## What you will do
Could you update the records below by replacing "wading bird" with "heron" and leaving everything else unchanged?

## Source material
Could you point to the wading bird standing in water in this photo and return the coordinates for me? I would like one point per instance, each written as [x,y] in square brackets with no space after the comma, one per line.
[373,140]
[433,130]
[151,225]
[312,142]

## Answer to this exercise
Could you point to the heron standing in water in this photo and return the coordinates for me? I would like one point per instance, each written as [x,y] in square brackets with no space after the comma, one per line.
[373,140]
[433,130]
[151,225]
[312,142]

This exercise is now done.